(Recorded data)

========

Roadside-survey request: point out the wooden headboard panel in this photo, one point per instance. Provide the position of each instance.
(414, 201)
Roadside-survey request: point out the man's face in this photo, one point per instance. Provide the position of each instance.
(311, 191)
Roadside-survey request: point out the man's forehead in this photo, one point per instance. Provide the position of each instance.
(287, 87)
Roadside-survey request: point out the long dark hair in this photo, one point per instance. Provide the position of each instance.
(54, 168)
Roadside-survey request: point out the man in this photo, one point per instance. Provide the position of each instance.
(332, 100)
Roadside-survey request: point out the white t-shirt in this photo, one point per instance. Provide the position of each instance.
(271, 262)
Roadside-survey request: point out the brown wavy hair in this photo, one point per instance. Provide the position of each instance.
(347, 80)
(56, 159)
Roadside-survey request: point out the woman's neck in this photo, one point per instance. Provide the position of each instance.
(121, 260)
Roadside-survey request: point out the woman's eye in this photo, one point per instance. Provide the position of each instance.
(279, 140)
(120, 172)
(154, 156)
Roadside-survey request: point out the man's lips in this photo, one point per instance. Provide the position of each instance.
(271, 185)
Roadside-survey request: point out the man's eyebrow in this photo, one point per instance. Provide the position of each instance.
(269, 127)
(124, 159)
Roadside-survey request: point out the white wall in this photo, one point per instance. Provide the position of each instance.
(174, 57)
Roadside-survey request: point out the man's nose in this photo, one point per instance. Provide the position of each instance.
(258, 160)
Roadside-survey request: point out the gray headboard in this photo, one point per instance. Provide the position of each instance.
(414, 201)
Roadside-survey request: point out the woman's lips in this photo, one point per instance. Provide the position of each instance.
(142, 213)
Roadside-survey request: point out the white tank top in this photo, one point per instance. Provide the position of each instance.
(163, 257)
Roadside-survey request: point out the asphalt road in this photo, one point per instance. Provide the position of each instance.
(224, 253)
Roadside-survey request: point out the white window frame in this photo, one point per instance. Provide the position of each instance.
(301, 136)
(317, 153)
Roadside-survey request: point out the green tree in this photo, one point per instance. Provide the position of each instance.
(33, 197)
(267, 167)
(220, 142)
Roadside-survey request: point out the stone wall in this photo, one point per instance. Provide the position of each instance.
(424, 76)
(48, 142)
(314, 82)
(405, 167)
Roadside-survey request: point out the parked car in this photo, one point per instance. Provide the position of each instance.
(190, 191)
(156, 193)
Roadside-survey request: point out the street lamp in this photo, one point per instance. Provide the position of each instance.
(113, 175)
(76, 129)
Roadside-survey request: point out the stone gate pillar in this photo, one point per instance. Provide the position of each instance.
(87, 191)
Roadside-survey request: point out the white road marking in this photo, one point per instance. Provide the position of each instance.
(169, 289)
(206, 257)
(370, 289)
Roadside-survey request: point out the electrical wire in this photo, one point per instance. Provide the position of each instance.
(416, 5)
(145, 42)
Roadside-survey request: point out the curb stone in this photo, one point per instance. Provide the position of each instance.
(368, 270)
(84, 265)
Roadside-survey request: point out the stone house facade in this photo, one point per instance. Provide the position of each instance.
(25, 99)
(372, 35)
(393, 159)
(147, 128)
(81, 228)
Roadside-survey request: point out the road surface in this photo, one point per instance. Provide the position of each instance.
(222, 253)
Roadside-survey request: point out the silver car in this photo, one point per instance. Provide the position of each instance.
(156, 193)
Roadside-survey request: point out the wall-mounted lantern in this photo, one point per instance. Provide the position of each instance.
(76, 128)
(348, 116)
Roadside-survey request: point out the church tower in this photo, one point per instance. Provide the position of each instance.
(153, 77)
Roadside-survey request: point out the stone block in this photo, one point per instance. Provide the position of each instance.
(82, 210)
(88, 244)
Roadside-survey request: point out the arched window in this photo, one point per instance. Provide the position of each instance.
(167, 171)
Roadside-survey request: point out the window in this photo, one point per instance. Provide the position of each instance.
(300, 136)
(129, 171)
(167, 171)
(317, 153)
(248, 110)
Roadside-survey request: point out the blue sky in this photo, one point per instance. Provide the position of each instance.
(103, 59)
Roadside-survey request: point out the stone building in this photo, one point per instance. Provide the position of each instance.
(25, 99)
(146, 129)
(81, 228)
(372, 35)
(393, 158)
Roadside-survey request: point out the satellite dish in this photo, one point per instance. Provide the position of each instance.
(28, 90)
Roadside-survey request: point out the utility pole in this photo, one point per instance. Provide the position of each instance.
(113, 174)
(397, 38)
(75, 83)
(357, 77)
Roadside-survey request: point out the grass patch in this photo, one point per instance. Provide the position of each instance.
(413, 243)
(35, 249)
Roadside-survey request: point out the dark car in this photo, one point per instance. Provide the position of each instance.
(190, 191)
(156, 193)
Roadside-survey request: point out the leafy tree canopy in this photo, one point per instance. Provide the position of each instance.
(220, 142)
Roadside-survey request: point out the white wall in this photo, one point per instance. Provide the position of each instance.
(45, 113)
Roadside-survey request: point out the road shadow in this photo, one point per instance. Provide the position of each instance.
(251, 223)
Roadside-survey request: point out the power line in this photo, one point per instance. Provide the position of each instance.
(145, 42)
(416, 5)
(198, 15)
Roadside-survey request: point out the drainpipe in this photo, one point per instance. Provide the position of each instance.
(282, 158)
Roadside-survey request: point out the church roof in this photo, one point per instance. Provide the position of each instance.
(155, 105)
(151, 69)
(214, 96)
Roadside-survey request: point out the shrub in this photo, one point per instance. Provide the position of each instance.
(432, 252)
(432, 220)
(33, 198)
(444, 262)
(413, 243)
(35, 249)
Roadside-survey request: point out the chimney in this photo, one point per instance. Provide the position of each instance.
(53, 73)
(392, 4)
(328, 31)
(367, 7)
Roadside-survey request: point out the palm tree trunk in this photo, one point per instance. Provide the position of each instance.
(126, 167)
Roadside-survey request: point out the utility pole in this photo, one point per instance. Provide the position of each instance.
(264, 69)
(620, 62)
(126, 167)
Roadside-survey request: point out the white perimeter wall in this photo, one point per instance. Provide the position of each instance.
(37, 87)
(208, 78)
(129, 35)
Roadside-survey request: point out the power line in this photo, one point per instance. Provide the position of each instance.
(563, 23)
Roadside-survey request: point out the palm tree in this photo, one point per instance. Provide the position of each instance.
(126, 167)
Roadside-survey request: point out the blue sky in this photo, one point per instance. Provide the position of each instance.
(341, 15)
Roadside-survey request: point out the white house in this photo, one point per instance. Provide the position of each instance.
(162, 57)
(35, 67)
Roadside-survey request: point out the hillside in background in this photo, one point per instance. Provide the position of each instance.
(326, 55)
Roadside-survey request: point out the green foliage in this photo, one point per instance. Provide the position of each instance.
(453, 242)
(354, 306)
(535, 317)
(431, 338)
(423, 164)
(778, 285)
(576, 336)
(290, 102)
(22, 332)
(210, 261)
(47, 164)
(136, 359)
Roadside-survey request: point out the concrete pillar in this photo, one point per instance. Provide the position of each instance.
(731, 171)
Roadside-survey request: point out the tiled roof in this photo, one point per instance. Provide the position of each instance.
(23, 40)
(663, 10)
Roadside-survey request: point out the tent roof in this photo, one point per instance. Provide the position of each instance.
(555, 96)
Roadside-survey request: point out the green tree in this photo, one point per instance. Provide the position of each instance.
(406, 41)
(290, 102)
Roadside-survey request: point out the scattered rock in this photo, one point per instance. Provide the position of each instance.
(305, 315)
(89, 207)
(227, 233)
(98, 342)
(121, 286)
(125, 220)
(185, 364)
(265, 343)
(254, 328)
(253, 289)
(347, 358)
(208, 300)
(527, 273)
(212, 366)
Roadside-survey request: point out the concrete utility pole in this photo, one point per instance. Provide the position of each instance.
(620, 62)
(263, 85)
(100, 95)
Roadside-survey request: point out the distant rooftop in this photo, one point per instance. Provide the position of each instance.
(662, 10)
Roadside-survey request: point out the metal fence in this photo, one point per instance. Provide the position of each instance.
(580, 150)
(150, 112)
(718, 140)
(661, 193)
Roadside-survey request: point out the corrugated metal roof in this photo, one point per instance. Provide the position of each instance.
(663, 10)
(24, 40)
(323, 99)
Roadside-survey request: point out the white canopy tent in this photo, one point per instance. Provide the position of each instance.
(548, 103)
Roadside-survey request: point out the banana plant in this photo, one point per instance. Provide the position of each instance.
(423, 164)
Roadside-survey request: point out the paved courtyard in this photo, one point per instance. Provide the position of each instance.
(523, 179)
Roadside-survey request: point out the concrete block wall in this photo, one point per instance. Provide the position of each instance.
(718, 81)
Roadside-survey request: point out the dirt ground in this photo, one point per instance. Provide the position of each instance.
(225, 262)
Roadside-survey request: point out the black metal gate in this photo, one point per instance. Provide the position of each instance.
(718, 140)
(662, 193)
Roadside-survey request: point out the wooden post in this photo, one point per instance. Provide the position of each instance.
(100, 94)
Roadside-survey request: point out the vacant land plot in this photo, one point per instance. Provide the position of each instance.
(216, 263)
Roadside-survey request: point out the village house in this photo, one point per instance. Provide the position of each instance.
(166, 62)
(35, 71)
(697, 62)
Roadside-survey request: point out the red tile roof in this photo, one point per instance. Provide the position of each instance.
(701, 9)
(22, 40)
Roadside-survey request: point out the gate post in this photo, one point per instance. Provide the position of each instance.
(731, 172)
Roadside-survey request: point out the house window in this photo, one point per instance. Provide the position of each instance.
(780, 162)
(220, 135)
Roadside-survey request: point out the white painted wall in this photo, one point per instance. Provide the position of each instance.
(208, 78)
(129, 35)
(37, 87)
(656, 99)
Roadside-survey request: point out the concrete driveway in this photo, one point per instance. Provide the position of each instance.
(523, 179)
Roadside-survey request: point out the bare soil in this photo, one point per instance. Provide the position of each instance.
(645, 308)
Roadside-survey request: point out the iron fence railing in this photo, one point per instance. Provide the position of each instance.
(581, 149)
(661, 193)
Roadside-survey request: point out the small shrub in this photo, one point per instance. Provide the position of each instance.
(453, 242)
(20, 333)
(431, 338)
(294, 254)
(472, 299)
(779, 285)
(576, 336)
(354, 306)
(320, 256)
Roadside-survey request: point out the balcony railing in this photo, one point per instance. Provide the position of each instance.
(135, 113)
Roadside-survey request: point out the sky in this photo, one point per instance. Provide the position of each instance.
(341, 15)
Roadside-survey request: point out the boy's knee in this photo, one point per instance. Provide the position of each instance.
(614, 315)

========

_What you need to do:_
Respond with the exact lines running from the one that contains "Roadside-survey request: point out the bare" through the last line of the data above, and no other lines.

_Answer:_
Roadside-survey request: point out the bare soil in this photo, one point per instance. Provide the position of each instance.
(645, 308)
Roadside-survey request: point out the iron fence railing in this photo, one point per instance. Provide the position of each instance.
(581, 149)
(661, 193)
Roadside-survey request: point out the small shrub in this photo, one point per instance. Provide the position of each instance.
(453, 242)
(20, 333)
(431, 338)
(294, 254)
(472, 299)
(779, 285)
(576, 336)
(354, 306)
(320, 256)
Roadside-survey request: point out the balcony railing in this photo, one point per instance. Provide the position of each instance.
(135, 113)
Roadside-survey request: point out the sky in this photo, one point per instance. Provide the position of each instance.
(341, 15)
Roadside-survey request: point out the boy's knee in this photo, one point per instance. Provide the position of each instance.
(614, 315)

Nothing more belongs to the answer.